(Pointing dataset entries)
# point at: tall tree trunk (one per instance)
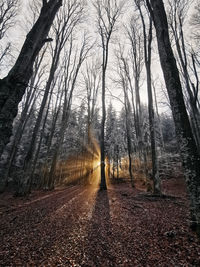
(102, 142)
(188, 148)
(13, 86)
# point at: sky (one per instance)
(18, 33)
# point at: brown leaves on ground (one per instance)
(81, 226)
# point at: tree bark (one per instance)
(13, 86)
(188, 148)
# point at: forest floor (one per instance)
(82, 226)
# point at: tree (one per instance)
(13, 86)
(107, 15)
(147, 35)
(8, 12)
(188, 148)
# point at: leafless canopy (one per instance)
(8, 10)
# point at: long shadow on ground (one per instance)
(97, 250)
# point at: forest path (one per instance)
(82, 226)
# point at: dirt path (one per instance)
(81, 226)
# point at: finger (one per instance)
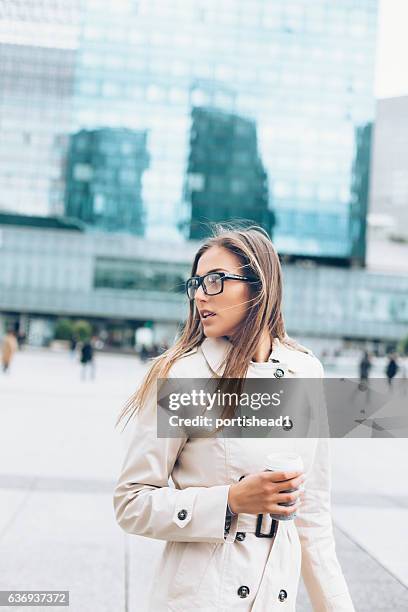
(288, 498)
(282, 476)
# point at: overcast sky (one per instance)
(392, 49)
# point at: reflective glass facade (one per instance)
(301, 71)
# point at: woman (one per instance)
(214, 560)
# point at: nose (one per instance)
(200, 295)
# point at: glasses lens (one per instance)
(191, 287)
(213, 284)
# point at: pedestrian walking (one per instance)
(87, 360)
(217, 557)
(9, 347)
(364, 367)
(391, 368)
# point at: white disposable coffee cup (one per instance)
(284, 462)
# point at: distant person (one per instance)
(9, 347)
(391, 368)
(364, 367)
(72, 346)
(21, 339)
(87, 359)
(144, 353)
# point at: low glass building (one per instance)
(120, 283)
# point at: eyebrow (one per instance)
(213, 270)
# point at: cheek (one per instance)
(235, 302)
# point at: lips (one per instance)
(206, 314)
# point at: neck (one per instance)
(264, 348)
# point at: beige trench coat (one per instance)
(201, 568)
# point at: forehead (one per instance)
(220, 258)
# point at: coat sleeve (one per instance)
(144, 502)
(321, 570)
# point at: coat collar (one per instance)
(215, 350)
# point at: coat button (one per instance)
(282, 595)
(243, 591)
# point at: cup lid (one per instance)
(284, 461)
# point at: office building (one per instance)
(301, 72)
(51, 268)
(103, 186)
(389, 184)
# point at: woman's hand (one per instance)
(262, 493)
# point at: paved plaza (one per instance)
(59, 459)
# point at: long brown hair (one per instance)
(258, 258)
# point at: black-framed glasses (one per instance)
(213, 282)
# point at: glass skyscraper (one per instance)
(300, 72)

### Work to do
Can you rewrite all the entries above, replacing "one per instance" with "one point each" and changing nothing else? Leave the pictures out of your answer.

### Task solution
# point at: tall tree trunk (one point each)
(102, 142)
(188, 148)
(13, 86)
# point at: sky (one point each)
(18, 33)
# point at: brown leaves on ground (one point each)
(81, 226)
# point at: tree bark (one point each)
(13, 86)
(188, 148)
# point at: forest floor (one point each)
(82, 226)
# point at: tree (one point each)
(13, 86)
(107, 15)
(147, 35)
(8, 12)
(188, 148)
# point at: leafless canopy (one point each)
(8, 10)
# point at: long shadow on ground (one point each)
(97, 250)
# point at: forest path (one point each)
(82, 226)
# point at: dirt path (one point each)
(81, 226)
# point at: finger (one point each)
(288, 498)
(282, 476)
# point at: overcast sky (one point each)
(392, 49)
# point at: reflective glass facade (one point each)
(301, 71)
# point at: woman (one point each)
(214, 560)
# point at: nose (one point each)
(200, 295)
# point at: glasses lens (one point each)
(191, 287)
(213, 284)
# point at: pedestrian walking (one point each)
(87, 360)
(217, 557)
(9, 347)
(364, 367)
(391, 368)
# point at: white disposable coffee cup (one point each)
(284, 462)
# point at: distant person (one point each)
(9, 347)
(391, 368)
(364, 367)
(72, 346)
(21, 339)
(87, 359)
(144, 353)
# point at: low glass building (one point each)
(120, 283)
# point at: eyebrow (one point each)
(213, 270)
# point at: cheek (one point each)
(235, 302)
# point at: lips (one point each)
(206, 314)
# point at: neck (one point each)
(264, 348)
# point at: beige trench coat (one point each)
(201, 568)
# point at: forehead (one point each)
(220, 258)
# point at: coat sleeve (one point each)
(144, 502)
(321, 570)
# point at: coat collar (one point each)
(215, 350)
# point at: coat button (one point each)
(282, 595)
(243, 591)
# point at: cup lid (one point each)
(284, 461)
# point at: office building (one point each)
(301, 72)
(51, 268)
(103, 186)
(389, 184)
# point at: woman's hand (one point each)
(262, 493)
# point at: paved plaza (one point each)
(59, 459)
# point at: long brown hair (one point each)
(258, 258)
# point at: black-framed glasses (one point each)
(213, 282)
# point at: glass skyscraper (one point each)
(300, 72)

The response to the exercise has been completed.